=== Section Start ===

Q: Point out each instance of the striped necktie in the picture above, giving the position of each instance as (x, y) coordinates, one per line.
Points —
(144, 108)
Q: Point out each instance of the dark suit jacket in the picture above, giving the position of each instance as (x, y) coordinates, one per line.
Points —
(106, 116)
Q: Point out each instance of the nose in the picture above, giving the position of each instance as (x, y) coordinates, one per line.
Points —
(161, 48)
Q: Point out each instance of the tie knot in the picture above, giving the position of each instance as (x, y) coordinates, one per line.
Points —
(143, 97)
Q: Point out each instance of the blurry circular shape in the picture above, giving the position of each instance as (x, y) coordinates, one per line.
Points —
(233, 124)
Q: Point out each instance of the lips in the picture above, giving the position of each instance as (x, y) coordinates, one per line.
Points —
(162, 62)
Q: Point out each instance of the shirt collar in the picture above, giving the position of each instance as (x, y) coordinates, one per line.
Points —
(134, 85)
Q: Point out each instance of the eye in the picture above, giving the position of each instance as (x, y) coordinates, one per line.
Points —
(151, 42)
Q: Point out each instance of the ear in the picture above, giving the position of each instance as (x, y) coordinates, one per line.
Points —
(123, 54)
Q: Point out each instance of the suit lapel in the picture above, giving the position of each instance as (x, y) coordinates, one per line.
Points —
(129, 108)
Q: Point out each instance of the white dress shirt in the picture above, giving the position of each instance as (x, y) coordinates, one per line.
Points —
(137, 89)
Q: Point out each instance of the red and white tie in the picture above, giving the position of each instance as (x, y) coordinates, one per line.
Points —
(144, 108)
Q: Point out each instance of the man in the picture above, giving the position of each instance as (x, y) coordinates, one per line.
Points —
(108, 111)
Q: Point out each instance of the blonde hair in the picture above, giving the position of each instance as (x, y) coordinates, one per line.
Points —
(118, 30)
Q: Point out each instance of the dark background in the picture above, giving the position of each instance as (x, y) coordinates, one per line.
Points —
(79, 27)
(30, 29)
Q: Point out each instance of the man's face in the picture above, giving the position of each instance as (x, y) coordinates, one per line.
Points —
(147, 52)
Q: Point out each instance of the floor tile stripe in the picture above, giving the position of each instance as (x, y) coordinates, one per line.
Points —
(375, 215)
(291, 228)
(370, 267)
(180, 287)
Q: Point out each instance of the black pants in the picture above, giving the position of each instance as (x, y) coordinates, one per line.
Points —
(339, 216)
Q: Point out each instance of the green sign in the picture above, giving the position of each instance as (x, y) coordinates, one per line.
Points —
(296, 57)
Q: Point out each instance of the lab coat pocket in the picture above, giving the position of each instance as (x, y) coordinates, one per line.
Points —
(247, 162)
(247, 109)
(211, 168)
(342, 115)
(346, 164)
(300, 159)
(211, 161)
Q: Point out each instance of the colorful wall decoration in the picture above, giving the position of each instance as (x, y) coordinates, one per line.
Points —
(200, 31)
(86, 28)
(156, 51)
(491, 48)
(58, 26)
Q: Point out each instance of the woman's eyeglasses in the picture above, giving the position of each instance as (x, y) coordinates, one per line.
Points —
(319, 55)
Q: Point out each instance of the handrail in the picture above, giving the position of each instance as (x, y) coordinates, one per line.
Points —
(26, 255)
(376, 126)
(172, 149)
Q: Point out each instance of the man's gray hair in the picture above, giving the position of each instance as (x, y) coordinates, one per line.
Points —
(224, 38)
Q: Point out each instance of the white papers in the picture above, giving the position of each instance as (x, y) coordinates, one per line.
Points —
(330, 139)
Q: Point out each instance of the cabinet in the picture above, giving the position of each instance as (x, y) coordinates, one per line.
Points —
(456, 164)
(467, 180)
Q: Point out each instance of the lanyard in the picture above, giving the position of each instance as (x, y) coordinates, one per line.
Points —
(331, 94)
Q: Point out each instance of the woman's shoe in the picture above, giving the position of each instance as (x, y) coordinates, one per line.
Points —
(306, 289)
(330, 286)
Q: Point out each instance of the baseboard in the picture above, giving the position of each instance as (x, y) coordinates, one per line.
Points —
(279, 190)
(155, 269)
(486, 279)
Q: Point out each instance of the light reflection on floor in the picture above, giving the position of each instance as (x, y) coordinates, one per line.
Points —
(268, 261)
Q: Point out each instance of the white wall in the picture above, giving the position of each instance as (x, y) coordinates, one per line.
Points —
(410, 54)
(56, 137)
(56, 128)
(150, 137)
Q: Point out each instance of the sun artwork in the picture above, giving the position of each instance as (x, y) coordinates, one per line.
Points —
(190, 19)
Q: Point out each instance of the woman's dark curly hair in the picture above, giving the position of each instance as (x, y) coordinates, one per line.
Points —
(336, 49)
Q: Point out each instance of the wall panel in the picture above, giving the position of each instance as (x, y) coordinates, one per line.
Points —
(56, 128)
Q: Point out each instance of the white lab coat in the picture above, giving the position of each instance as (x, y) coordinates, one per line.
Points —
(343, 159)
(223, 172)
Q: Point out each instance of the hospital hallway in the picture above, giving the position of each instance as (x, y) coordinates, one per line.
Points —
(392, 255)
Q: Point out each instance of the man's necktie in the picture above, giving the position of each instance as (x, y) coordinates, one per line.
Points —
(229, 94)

=== Section End ===
=== Section Start ===

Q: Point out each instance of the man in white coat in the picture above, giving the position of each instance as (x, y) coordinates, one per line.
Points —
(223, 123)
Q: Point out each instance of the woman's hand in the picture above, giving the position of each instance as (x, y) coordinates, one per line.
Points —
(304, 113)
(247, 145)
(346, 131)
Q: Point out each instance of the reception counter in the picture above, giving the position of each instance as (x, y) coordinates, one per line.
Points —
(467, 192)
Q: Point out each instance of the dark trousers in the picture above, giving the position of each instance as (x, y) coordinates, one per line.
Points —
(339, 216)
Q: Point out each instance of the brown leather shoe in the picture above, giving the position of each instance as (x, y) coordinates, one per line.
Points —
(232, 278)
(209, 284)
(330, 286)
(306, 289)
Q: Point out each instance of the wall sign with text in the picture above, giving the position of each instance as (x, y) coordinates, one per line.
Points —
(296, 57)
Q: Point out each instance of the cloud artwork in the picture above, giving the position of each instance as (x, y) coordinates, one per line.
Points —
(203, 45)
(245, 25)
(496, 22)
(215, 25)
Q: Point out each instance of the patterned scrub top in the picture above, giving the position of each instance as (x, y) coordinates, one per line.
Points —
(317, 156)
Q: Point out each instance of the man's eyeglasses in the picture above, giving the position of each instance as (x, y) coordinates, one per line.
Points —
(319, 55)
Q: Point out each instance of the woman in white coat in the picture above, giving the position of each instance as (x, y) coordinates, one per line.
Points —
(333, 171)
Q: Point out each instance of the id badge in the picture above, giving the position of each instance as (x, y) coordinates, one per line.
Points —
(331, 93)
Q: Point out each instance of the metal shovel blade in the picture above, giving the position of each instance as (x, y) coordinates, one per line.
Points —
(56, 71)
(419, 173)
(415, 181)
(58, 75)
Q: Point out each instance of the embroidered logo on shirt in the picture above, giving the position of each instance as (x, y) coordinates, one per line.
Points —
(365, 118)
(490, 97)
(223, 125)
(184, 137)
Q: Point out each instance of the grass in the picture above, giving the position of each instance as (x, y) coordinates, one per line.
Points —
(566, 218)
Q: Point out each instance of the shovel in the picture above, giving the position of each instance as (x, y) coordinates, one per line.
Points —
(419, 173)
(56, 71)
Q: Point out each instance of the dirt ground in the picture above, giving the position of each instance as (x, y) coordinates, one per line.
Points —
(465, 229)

=== Section End ===

**Task to complete**: Proceeding from the line containing "Q: Point out each instance of the striped" through the line containing "Q: Point out each instance of the blurry", transcribe the lines above exactly, both end lines included.

**Answer to this problem**:
Q: Point out each instance of the striped necktie in the picture above, giving the position of each instance as (x, y) coordinates, one per line.
Points —
(144, 108)
Q: Point out each instance of the dark suit jacket in the picture above, giving the position of each instance as (x, y) coordinates, one per line.
Points —
(106, 116)
Q: Point out each instance of the nose in the picture above, giving the position of each instance as (x, y) coordinates, one per line.
Points —
(161, 48)
Q: Point out each instance of the tie knot in the picture above, giving the position of each instance as (x, y) coordinates, one per line.
Points —
(143, 97)
Q: Point out each instance of the blurry circular shape in the picture above, giving the position of each instance as (x, y) coordinates, one per line.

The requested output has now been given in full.